The Surreal Life of Sir Arthur Conan Doyle

Sherlock Holmes was an odd character, but not as strange as the man who created the detective himself.




A NEED FOR SPEED

Conan Doyle harbored such a compulsive need for adventure that it almost killed him on several occasions. He loved hot air ballooning and racing fast cars (thought luckily, never at the same time), and as a young man, he made a habit of embarking on absurdly dangerous voyages. In 1880, while traveling on an Arctic whaling ship, he fell overboard into the icy waters so often that the captain nicknamed him "The Northern Diver." Conan Doyle was also an ardent patriot who wrote impassioned defenses of Britain's involvement in unpopular wars. In fact, after World War I broke out in 1914, Conan Doyle tried to enlist in the British Army. Of course, at age 55, he was considered too old to serve.

FAIRY TALES




There's one big difference between Sherlock Holmes and his author-creator. While the detective was a man of science, Arthur Conan Doyle firmly believed in magic. Doyle regularly attended seances and traveled the world lecturing on the paranormal. In fact, his beliefs were often ridiculed; in 1919, The New York Times called them "pathetic."

But all that naysaying only seemed to strengthen Conan Doyle's convictions. In 1920, the author threw his considerable weight behind a series of photographs taken by two English schoolgirls, which showed fairies cavorting in a garden. Seeing this as an opportunity to prove the existence of spirits, he quickly sent the girls a new camera and had them take more photos. Although most people remained unconvinced, Conan Doyle believed he'd satisfactorily put the case to rest. It wasn't until 1981 that the girls (then in their eighties) admitted to the hoax, and the world finally learned how two kids with paper cutouts duped one of the world's most famous authors.

THE DETECTIVE WHO WOULDN'T DIE

After six years of writing short stories about Sherlock Holmes, Conan Doyle became sick of his greatest creation. So he did something about it. In his 1893 story "The Adventure of the Final Problem," the author had Holmes tumble to a watery grave at the hands of his arch nemesis, Professor Moriarty. The response was dramatic. Many readers were furious. Others mourned by wearing black armbands in the street. Meanwhile, Conan Doyle was regularly forced to defend himself in the London press.

§ RECORDS SHOWN
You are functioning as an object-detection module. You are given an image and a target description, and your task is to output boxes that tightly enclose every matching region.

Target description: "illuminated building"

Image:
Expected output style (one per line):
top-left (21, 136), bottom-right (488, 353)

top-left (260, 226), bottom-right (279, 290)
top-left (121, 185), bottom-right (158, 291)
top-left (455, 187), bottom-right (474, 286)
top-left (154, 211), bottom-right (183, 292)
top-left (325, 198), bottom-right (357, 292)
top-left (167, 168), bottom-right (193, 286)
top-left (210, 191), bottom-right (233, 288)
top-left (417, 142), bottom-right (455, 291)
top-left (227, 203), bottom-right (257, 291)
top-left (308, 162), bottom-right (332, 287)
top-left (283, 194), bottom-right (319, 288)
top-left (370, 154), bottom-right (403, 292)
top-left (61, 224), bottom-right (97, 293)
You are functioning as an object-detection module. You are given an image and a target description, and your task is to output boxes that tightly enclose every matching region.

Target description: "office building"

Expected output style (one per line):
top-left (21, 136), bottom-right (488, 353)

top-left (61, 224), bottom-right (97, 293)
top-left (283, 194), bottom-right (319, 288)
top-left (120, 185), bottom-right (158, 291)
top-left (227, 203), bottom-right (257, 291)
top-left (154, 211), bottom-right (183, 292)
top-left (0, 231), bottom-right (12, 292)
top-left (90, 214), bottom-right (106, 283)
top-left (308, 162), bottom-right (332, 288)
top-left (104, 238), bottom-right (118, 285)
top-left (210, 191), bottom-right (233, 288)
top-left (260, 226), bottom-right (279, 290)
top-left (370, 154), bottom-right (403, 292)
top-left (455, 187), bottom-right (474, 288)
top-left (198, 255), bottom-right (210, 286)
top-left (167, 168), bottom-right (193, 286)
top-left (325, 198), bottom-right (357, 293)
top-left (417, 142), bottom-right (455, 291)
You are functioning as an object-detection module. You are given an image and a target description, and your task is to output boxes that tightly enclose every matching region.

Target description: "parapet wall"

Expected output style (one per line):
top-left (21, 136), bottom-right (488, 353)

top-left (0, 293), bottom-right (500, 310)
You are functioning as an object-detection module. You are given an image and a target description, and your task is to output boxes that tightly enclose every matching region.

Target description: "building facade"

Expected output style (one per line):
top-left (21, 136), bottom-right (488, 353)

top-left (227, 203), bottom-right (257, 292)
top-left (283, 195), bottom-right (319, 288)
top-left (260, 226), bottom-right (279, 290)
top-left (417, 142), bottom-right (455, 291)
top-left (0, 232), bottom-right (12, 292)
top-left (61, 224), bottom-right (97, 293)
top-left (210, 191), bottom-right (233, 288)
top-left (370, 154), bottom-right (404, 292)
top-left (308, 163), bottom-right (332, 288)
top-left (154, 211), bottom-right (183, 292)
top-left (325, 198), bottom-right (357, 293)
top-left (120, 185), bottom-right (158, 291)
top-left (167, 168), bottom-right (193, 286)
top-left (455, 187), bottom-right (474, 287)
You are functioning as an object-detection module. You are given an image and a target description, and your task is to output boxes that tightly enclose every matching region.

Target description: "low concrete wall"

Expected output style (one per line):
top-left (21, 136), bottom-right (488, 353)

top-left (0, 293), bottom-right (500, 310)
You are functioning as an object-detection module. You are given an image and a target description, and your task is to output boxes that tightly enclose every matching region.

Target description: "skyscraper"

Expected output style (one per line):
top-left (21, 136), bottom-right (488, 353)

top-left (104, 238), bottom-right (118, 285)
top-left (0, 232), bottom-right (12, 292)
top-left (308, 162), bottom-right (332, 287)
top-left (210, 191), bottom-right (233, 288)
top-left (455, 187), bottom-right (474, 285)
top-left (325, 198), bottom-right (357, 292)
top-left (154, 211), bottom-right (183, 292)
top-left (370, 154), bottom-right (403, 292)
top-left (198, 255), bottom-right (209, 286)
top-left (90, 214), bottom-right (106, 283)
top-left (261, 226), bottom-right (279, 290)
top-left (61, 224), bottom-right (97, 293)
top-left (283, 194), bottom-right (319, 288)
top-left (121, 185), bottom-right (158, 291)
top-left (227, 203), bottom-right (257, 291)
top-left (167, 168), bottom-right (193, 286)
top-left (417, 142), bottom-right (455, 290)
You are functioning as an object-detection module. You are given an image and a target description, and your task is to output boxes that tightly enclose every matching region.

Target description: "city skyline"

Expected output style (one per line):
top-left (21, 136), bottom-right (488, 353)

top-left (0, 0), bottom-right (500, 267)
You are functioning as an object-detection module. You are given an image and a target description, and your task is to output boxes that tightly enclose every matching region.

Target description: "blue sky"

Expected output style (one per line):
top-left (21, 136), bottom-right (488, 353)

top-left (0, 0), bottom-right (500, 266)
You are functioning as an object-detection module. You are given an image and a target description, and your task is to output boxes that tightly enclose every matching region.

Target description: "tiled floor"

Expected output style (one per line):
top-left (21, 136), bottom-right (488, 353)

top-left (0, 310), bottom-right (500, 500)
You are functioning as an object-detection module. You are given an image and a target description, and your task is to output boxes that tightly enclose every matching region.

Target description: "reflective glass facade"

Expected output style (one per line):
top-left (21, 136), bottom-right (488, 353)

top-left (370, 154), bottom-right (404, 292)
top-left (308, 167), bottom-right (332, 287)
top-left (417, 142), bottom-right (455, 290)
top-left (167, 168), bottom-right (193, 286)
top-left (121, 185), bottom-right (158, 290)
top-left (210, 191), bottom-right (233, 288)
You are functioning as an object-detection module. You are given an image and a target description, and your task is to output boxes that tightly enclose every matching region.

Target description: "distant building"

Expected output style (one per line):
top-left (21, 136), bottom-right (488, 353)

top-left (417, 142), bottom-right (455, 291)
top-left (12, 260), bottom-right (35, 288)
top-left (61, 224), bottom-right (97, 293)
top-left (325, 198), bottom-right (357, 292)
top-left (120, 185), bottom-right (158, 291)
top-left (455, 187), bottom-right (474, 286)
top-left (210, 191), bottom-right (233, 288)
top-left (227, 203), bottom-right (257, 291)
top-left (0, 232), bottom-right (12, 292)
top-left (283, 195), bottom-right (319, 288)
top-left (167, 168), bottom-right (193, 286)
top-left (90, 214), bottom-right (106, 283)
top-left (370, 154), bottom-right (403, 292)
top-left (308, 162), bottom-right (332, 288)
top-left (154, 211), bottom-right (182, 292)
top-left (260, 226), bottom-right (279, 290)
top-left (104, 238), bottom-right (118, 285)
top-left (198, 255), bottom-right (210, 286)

§ INSTRUCTIONS FOR THE TASK
Continue the article on Arthur Conan Doyle's life, beginning after its final sentence.

§ RESPONSE TO THIS TASK
Although the author wrote dozens of non-Holmes novels (including the seminal work of prehistoric fiction, The Lost World), nothing captured his readers' imaginations (or wallets) like Sherlock Holmes. As the years progressed, public pressure to resurrect the detective not only continued, but grew so strong that Conan Doyle finally caved. In 1903's "The Empty House," the author explained that the detective had faked his own death and fled to Asia. His readers quickly forgave him, and the dozens of Holmes stories that followed were hailed as instant classics.

WILL THE REAL SHERLOCK HOLMES PLEASE STAND UP?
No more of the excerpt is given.